* WORK REQUIRED *
Could you copy every entry below character for character, leaving out the pictures?

* MATERIAL TO PROCESS *

------------------------------------------------------------

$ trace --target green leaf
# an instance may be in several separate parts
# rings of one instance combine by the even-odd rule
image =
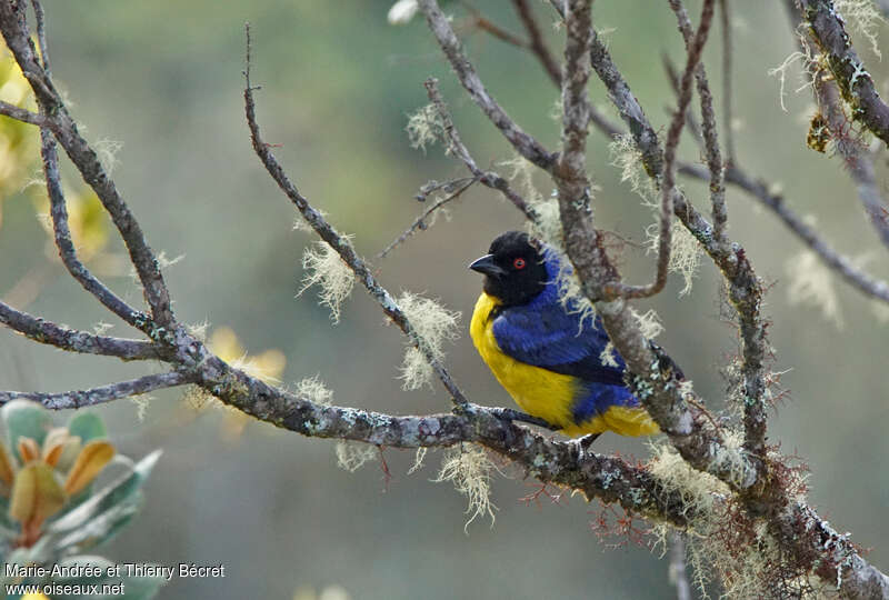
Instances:
[[[31,462],[16,476],[9,516],[20,523],[40,524],[61,510],[67,498],[52,467]]]
[[[0,417],[7,423],[9,447],[19,460],[19,438],[31,438],[37,446],[42,447],[47,432],[52,429],[49,411],[30,400],[7,402],[0,409]]]
[[[96,577],[57,577],[53,578],[52,581],[63,586],[81,586],[84,588],[88,588],[89,586],[98,586],[100,593],[69,594],[63,597],[51,596],[50,598],[52,600],[119,600],[120,598],[128,600],[148,600],[153,598],[158,593],[160,587],[167,582],[167,580],[162,577],[128,577],[126,574],[126,570],[121,570],[120,576],[113,571],[111,574],[109,574],[108,568],[114,567],[114,563],[103,557],[81,554],[64,559],[59,562],[60,567],[73,567],[77,564],[99,567],[102,569],[102,572]],[[122,586],[120,586],[121,583]],[[109,586],[108,593],[101,593],[103,586]],[[112,592],[112,586],[119,586],[118,590],[116,590],[118,593]],[[119,593],[121,590],[123,593]]]
[[[68,421],[68,433],[80,438],[81,443],[90,440],[106,439],[108,431],[102,419],[92,411],[78,412]]]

------------------------------------------------------------

* WORKED ANSWER *
$ trace --target green leaf
# an instance may be in several separate parts
# rings of one instance combine by the even-odd rule
image =
Instances:
[[[31,462],[16,476],[9,516],[20,523],[40,524],[61,510],[67,498],[52,467]]]
[[[0,417],[7,423],[9,447],[19,460],[19,438],[31,438],[37,446],[42,447],[47,432],[52,429],[49,411],[30,400],[7,402],[0,409]]]
[[[96,577],[57,577],[53,578],[52,581],[63,586],[81,586],[84,588],[88,588],[89,586],[98,586],[100,593],[69,594],[63,597],[51,596],[50,598],[52,600],[119,600],[120,598],[128,600],[148,600],[153,598],[158,593],[160,587],[167,582],[167,580],[162,577],[128,577],[126,574],[126,570],[121,570],[120,576],[113,571],[111,574],[109,574],[108,568],[114,567],[114,563],[103,557],[81,554],[64,559],[59,562],[60,567],[73,567],[77,564],[99,567],[102,569],[102,572]],[[122,586],[120,586],[121,583]],[[109,586],[108,593],[101,593],[103,586]],[[112,592],[112,586],[119,586],[118,590],[116,590],[118,593]],[[119,593],[121,590],[123,593]]]
[[[68,421],[68,433],[80,438],[81,443],[90,440],[106,439],[108,431],[102,419],[92,411],[78,412]]]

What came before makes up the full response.